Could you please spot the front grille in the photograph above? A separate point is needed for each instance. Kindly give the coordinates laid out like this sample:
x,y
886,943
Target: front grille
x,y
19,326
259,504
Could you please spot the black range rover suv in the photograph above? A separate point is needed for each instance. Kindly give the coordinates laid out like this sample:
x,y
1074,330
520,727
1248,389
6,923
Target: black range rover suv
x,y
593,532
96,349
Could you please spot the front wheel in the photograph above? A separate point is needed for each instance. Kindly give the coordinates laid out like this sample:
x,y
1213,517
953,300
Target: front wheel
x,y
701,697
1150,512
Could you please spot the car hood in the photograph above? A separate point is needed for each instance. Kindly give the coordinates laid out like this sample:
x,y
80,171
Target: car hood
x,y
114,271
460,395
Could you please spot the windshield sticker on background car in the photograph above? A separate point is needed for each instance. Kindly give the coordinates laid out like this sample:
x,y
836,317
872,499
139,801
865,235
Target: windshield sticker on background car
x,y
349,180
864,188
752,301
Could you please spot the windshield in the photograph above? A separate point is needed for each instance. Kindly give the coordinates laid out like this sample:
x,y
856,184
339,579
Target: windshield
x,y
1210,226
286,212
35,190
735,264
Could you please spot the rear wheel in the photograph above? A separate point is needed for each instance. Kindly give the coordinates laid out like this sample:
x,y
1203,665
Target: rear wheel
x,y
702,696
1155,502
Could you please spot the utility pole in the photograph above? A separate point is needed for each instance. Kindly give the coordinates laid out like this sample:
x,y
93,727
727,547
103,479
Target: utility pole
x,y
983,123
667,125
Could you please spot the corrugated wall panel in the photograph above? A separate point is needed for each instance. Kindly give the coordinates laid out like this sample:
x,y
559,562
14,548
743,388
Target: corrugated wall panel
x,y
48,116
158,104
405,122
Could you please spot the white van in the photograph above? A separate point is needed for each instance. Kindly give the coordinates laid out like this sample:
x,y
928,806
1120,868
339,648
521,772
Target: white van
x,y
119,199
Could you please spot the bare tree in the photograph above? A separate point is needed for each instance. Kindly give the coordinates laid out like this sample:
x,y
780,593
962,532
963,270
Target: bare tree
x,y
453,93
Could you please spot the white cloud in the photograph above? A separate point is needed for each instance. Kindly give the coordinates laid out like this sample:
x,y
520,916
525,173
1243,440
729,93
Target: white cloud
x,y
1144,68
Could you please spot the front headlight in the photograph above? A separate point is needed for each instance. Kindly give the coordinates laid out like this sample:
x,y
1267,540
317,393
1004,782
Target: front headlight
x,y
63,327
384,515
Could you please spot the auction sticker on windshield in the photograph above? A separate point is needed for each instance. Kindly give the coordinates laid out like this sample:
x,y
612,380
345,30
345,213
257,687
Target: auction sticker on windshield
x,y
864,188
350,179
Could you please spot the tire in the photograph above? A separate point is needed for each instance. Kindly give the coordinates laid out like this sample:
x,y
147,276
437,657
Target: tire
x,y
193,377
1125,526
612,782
----
Each line of the data must be set down again as it is.

→ **Task answer**:
Could you please spot the front grille in the photograph above? A separate point is needed for each instance. Kindly give the coordinates laid out like this sample:
x,y
886,943
Target: front grille
x,y
19,326
259,504
Could you please spot the black range rover suv in the photograph above? A separate point is needed for each instance. Kindly give the coordinates laid out like this sample:
x,y
1074,330
520,727
1248,389
6,923
Target: black range rover suv
x,y
593,532
96,349
Could you please spot the front wheel in the photograph above? A separate point is needed for each instance. Kindly give the coordinates laid out like this sample:
x,y
1213,517
953,300
Target: front wheel
x,y
701,697
1150,512
Could you please spot the car hood in the photograph above? A separate point is needed for each instance. Kindly give the coordinates laid out like this sample:
x,y
80,171
Target: car hood
x,y
114,271
460,395
Could you please spot the windshield sticker on background car in the photograph above? A separate point is needed for each instance. Kindly give the coordinates laid out like this sample:
x,y
836,317
872,499
139,801
865,235
Target: windshield sticker on background car
x,y
349,180
864,188
752,301
Could you please spot the windshield in the photograph above? A separate point is needed for each instance. Kindly give the coordinates laid out like this sample:
x,y
856,184
339,579
Target: windshield
x,y
1210,226
286,212
35,190
735,264
Could you please spot the rear wheel in the photograph above? A separate point is needed for each instance. Kindly give the coordinates laid out like this sample:
x,y
1203,665
Target: rear wheel
x,y
702,696
1155,502
Could you please spot the utility pole in the photograph above? A separate point is needed for each instance. Kindly give the coordinates laid out like this sample:
x,y
93,727
727,547
103,479
Target: utility pole
x,y
983,123
667,125
Could you please spot the corrugated wall panel in the photograph above? A separate point is needed for each instance. Kindly give the coordinates laid out like this sample:
x,y
559,562
14,548
743,388
Target: corrugated wall panel
x,y
48,116
158,104
405,122
Could you please spot the white van in the photograph above? A separate point is needed for each instance. Kindly give the coordinates laid out like this sample:
x,y
928,806
1120,868
339,648
521,772
Target: white van
x,y
119,199
Could you please spot the bare tree in the photograph above? A separate point is needed for each instance. Kindly give the coordinates laid out like this sample:
x,y
780,593
962,532
963,270
Target: bare tree
x,y
453,93
Could you please spot the white cloud in the photograph above? A separate point is needed for each instance. Kindly give the coordinates laid out like this sample:
x,y
520,916
525,173
1243,440
729,93
Target: white cloud
x,y
1144,68
Could you please spot the front headlight in the photograph above? A separate point is needed for each instance. Kindly give the coordinates laid out like this sample:
x,y
1267,540
317,393
1004,782
Target: front headlight
x,y
63,327
384,515
Could you please spot the auction sticker on windshield in the photograph above? A separate point is needed for each instance. Kindly give the coordinates laid out like this sample:
x,y
612,380
345,30
345,213
257,687
Target: auction sticker on windshield
x,y
864,188
350,179
Could you please spot the tire in the photograph above? A separate point is needed for each instance. Kindly give the coordinates laid out like this sample:
x,y
147,276
437,657
Target: tire
x,y
193,377
1125,526
612,782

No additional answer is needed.